THE REQUEST: Set down the material once more, exactly as it appears.
─── DATA IN THIS EXERCISE
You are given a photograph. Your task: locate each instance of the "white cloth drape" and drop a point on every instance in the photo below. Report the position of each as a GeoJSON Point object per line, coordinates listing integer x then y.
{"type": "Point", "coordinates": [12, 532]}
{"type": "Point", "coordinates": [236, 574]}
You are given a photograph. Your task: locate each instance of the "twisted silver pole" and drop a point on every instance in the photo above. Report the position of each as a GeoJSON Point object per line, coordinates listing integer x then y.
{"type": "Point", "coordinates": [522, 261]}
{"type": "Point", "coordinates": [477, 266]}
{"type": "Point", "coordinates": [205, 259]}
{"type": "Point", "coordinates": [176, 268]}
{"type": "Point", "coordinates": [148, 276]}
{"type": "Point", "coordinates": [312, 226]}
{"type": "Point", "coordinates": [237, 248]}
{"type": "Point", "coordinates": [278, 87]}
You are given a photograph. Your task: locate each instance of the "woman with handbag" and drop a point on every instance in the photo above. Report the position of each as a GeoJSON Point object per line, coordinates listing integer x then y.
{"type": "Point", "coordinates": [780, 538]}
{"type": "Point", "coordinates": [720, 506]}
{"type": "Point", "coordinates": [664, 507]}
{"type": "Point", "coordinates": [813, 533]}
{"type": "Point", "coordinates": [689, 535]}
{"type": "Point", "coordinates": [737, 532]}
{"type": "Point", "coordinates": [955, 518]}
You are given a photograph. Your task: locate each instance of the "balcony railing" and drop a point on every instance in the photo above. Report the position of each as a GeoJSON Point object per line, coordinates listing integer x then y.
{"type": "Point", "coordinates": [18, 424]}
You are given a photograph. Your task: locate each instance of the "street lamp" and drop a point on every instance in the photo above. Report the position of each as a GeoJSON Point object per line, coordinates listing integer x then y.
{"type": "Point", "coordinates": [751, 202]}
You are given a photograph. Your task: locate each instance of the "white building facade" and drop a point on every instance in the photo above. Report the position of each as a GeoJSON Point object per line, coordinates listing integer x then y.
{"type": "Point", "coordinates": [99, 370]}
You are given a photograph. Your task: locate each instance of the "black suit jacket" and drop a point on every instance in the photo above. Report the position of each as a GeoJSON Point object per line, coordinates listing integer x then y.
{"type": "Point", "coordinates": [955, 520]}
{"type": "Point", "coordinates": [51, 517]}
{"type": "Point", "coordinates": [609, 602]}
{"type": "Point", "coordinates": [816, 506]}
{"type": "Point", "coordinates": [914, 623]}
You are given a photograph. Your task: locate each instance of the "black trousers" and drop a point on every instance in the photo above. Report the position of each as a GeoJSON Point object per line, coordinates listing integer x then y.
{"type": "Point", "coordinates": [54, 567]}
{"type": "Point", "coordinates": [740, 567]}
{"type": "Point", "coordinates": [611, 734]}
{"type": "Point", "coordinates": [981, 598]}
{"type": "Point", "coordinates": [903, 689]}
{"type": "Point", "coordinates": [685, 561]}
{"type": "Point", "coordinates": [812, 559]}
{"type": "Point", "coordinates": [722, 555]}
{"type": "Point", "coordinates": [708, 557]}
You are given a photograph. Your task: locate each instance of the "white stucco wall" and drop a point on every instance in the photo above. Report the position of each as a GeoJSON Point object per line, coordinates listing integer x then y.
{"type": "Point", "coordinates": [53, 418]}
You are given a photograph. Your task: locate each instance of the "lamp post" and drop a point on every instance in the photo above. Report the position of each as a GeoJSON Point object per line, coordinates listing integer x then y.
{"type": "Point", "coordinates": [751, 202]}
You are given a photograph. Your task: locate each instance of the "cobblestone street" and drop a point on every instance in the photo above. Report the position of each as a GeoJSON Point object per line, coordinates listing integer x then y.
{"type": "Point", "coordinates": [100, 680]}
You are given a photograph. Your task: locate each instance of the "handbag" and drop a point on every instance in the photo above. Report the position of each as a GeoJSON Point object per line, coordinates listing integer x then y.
──────
EXERCISE ANSWER:
You are given a photograph. Your task: locate each instance of the "white cloth drape" and drop a point on every instance in the photo below. Report the position of each as a GeoJSON Point object per line, coordinates listing integer x then y.
{"type": "Point", "coordinates": [12, 532]}
{"type": "Point", "coordinates": [236, 574]}
You are given a photograph. Your task: locate each instance of the "twisted silver pole" and drop a point on every instance in the photo above. Report the position of each as a GeoJSON Point object per line, coordinates listing integer x then y.
{"type": "Point", "coordinates": [522, 261]}
{"type": "Point", "coordinates": [477, 266]}
{"type": "Point", "coordinates": [205, 259]}
{"type": "Point", "coordinates": [176, 268]}
{"type": "Point", "coordinates": [148, 276]}
{"type": "Point", "coordinates": [312, 226]}
{"type": "Point", "coordinates": [237, 248]}
{"type": "Point", "coordinates": [278, 87]}
You are given a photograph. Your task: locate each instance of the "woman with handbag" and drop a point on every instance in the photo above. Report the position of each as a GeoJSON Point object per line, coordinates listing integer x then y.
{"type": "Point", "coordinates": [780, 538]}
{"type": "Point", "coordinates": [720, 506]}
{"type": "Point", "coordinates": [664, 507]}
{"type": "Point", "coordinates": [813, 533]}
{"type": "Point", "coordinates": [689, 535]}
{"type": "Point", "coordinates": [737, 532]}
{"type": "Point", "coordinates": [955, 518]}
You are given a photograph. Your task: locate each instance of the "balcony railing" and drop a point on every instance in the photo above. Report the position of each as a GeoJSON Point object per line, coordinates listing integer x then y.
{"type": "Point", "coordinates": [18, 424]}
You are given a photograph. Your task: locate each instance of the "street lamp" and drop a point on every instance in the photo above. Report the position of each as a GeoJSON Point object per line, coordinates listing integer x then y.
{"type": "Point", "coordinates": [751, 202]}
You are given a photograph. Your task: locate each instance of the "white building facade" and drop a point on every instance in the photo above. Report the position of each as a GeoJSON Point object per line, coordinates listing integer x then y.
{"type": "Point", "coordinates": [99, 370]}
You are given a photograph. Your task: locate each instance of the "black suit jacket" and drop a point on every instance in the photo above. Report the position of each as a GeoJSON Point object per line, coordinates listing integer x then y.
{"type": "Point", "coordinates": [955, 520]}
{"type": "Point", "coordinates": [51, 517]}
{"type": "Point", "coordinates": [609, 602]}
{"type": "Point", "coordinates": [816, 506]}
{"type": "Point", "coordinates": [914, 623]}
You are given a photograph. Your task: locate each instance of the "black trousers" and drop a point on every instance in the photo above. Report the position of each as a GeoJSON Point object per line, coordinates listing integer x then y.
{"type": "Point", "coordinates": [54, 567]}
{"type": "Point", "coordinates": [740, 567]}
{"type": "Point", "coordinates": [611, 734]}
{"type": "Point", "coordinates": [981, 598]}
{"type": "Point", "coordinates": [903, 689]}
{"type": "Point", "coordinates": [685, 561]}
{"type": "Point", "coordinates": [812, 559]}
{"type": "Point", "coordinates": [722, 555]}
{"type": "Point", "coordinates": [708, 557]}
You are given a photograph. Your task: locate each instance of the "white stucco wall" and drop a point on every instance in the photo above. Report the position of each as a GeoJSON Point object per line, coordinates listing integer x then y.
{"type": "Point", "coordinates": [53, 418]}
You are given a photograph. Your task: locate each instance of the "lamp post" and drop a point on every instance in the photo above. Report the position of each as a GeoJSON Point object per line, coordinates listing integer x then y.
{"type": "Point", "coordinates": [751, 202]}
You are given a photograph. Your task: locate each instance of the "cobblestone street" and drop a point on every instance in the photo above. Report the position of each as a GeoJSON Point object per line, coordinates listing integer x then y.
{"type": "Point", "coordinates": [100, 680]}
You are given a photograph. Your task: locate each instance of the "handbag" and drop a point on every instance in the photo above. Report the position of each as a GeoJSON Point object per line, coordinates listing integer x then y.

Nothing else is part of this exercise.